[Referring expression pointing data]
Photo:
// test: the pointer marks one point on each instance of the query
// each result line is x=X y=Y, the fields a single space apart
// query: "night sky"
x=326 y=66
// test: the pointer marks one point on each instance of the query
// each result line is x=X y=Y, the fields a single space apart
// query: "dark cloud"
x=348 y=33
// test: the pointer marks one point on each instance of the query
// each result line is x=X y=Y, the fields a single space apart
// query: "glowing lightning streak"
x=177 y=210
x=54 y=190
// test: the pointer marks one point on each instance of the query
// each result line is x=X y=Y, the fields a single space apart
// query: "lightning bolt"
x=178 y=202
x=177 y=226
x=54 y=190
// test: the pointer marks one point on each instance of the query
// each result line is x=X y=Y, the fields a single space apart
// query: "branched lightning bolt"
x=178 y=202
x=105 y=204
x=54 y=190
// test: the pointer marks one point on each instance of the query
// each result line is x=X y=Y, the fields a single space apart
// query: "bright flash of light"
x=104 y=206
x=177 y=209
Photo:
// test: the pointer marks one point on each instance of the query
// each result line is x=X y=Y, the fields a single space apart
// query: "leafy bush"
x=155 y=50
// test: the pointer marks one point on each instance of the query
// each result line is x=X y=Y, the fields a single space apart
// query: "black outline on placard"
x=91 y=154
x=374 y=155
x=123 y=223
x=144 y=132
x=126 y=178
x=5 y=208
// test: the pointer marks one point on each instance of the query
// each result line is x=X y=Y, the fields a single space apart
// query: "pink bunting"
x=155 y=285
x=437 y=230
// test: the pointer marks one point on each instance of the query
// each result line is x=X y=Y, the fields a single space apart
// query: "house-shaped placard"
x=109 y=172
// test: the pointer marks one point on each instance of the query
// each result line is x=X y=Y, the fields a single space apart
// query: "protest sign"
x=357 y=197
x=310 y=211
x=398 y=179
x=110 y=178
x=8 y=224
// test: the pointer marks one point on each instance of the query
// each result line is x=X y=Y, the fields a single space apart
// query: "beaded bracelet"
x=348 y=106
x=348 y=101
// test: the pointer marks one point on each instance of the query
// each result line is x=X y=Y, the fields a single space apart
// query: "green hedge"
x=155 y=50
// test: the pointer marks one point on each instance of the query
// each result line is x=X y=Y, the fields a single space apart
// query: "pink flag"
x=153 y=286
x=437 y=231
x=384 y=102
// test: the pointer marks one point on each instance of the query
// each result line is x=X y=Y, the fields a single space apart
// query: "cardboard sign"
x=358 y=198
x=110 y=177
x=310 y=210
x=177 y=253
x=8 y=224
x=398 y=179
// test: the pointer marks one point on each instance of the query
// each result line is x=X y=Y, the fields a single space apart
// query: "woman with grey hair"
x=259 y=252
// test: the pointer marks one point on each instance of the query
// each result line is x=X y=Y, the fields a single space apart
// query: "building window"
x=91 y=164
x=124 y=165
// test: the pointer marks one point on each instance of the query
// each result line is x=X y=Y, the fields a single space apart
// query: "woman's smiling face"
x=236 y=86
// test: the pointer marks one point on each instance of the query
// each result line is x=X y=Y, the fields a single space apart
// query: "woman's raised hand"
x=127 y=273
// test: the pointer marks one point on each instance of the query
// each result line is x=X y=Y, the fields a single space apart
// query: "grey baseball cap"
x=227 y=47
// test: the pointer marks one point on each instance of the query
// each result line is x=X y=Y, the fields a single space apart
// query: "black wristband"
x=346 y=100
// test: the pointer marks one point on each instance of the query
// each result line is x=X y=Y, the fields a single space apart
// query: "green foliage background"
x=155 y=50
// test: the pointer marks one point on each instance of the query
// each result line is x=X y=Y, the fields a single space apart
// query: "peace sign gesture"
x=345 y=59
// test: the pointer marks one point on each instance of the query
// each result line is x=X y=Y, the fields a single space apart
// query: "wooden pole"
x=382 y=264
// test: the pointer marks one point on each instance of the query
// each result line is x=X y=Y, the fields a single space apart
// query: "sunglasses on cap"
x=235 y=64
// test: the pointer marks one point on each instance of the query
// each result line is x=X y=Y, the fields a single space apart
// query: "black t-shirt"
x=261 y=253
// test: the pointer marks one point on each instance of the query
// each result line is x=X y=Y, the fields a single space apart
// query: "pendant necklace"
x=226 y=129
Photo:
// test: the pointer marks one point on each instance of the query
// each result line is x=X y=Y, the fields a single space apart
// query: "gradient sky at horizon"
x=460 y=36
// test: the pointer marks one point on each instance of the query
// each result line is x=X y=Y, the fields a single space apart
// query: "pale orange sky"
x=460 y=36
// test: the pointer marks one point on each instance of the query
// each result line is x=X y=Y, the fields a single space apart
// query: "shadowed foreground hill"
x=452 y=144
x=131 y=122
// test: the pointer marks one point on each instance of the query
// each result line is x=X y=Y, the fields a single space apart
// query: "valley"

*EXERCISE AIM*: Reproduce all entries exactly, leaving each one whole.

*EXERCISE RESPONSE*:
Photo:
// test: the pointer marks one point on each instance of the query
// each result line is x=X y=Y, the fields a single space apart
// query: "night sky"
x=326 y=66
// test: the pointer marks one point on each instance of the query
// each result line is x=X y=Y, the fields a single space apart
// query: "dark cloud"
x=348 y=33
// test: the pointer marks one point on each instance of the query
// each result line is x=X y=Y, the fields a single space apart
// query: "glowing lightning streak"
x=177 y=210
x=54 y=190
// test: the pointer marks one point on each instance of the query
// each result line is x=X y=Y, the fields a single space apart
// query: "lightning bolt"
x=178 y=202
x=177 y=226
x=54 y=190
// test: the pointer marks one point on each instance of the query
// each result line is x=X y=Y, the fields a single space apart
// query: "branched lightning bolt"
x=178 y=202
x=105 y=204
x=54 y=190
// test: the pointer marks one point on each instance of the query
// each result line is x=X y=Y, the fields a single space apart
// query: "bright flash of light"
x=104 y=206
x=177 y=209
Photo:
// test: the pointer marks one point on each instance of the query
// each result line is x=X y=Y, the fields a single space apart
// query: "leafy bush"
x=155 y=50
// test: the pointer marks one point on each instance of the query
// each result line is x=X y=Y, the fields a single space apart
// query: "black outline on placard"
x=91 y=154
x=374 y=155
x=123 y=223
x=144 y=132
x=126 y=178
x=5 y=208
// test: the pointer marks one point on each instance of the query
// each result line is x=X y=Y, the fields a single space apart
// query: "pink bunting"
x=155 y=285
x=437 y=230
// test: the pointer marks one point on each instance of the query
// each result line is x=X y=Y, the fields a single space apart
// query: "house-shaped placard"
x=109 y=172
// test: the pointer marks one point on each instance of the query
// each result line is x=X y=Y, the fields a single space apart
// query: "protest sign"
x=357 y=197
x=310 y=211
x=398 y=179
x=110 y=178
x=8 y=224
// test: the pointer marks one point on each instance of the query
// each result line is x=X y=Y, the fields a single space apart
// query: "beaded bracelet"
x=348 y=106
x=348 y=101
// test: the pointer marks one point on each instance of the query
// each result line is x=X y=Y, the fields a single space apart
// query: "green hedge"
x=155 y=50
// test: the pointer marks one point on each instance of the query
// each result line is x=X y=Y, the fields a single space apart
// query: "pink flag"
x=153 y=286
x=437 y=231
x=384 y=102
// test: the pointer marks one point on each instance of the query
// each result line is x=X y=Y, the fields a single space apart
// query: "cardboard sign"
x=358 y=198
x=110 y=177
x=310 y=210
x=177 y=253
x=8 y=224
x=398 y=179
// test: the pointer marks one point on each instance of the query
// each result line is x=X y=Y, the fields a single space apart
// query: "woman with grey hair"
x=259 y=252
// test: the pointer marks one point on each instance of the query
// each result line is x=X y=Y, the fields a single space apart
// query: "building window"
x=91 y=164
x=124 y=165
// test: the pointer marks one point on each instance of the query
// each result line is x=X y=Y, the fields a single space apart
// query: "woman's smiling face"
x=236 y=86
// test: the pointer marks one point on each instance of the query
// each result line is x=X y=Y, the fields a single space apart
// query: "woman's raised hand"
x=127 y=273
// test: the pointer marks one point on each instance of the query
// each result line is x=X y=Y, the fields a single space apart
// query: "grey baseball cap"
x=227 y=47
// test: the pointer marks one point on each instance of the query
// each result line is x=X y=Y, the fields a single space apart
// query: "black wristband"
x=346 y=100
// test: the pointer marks one point on each instance of the query
// each result line is x=X y=Y, the fields a single space apart
// query: "green foliage background"
x=155 y=50
// test: the pointer marks one point on each instance of the query
// each result line is x=X y=Y, the fields a single space apart
// query: "peace sign gesture"
x=345 y=59
// test: the pointer marks one point on each instance of the query
// each result line is x=X y=Y, the fields a single space apart
// query: "wooden pole"
x=382 y=264
// test: the pointer marks one point on each instance of the query
// each result line is x=X y=Y, the fields a single space apart
// query: "sunglasses on cap"
x=235 y=64
// test: the pointer marks one point on each instance of the query
// each result line is x=X y=Y, the fields a single space apart
// query: "black t-shirt"
x=261 y=253
// test: the pointer marks one point on each instance of the query
// each result line is x=X y=Y, the fields a single space apart
// query: "pendant necklace"
x=226 y=129
Photo:
// test: the pointer marks one point on each instance of the query
// each result line is x=X y=Y, the fields a single space apart
// query: "gradient sky at horizon"
x=460 y=36
// test: the pointer marks one point on each instance of the query
// each result line is x=X y=Y, the fields a single space apart
// query: "pale orange sky"
x=460 y=36
// test: the pointer marks one point on each instance of the query
// each result line is x=X y=Y, the fields a single space apart
// query: "shadowed foreground hill"
x=452 y=144
x=131 y=122
// test: the pointer marks one point on each instance of the query
// each result line is x=X y=Y, the fields a single space apart
// query: "valley"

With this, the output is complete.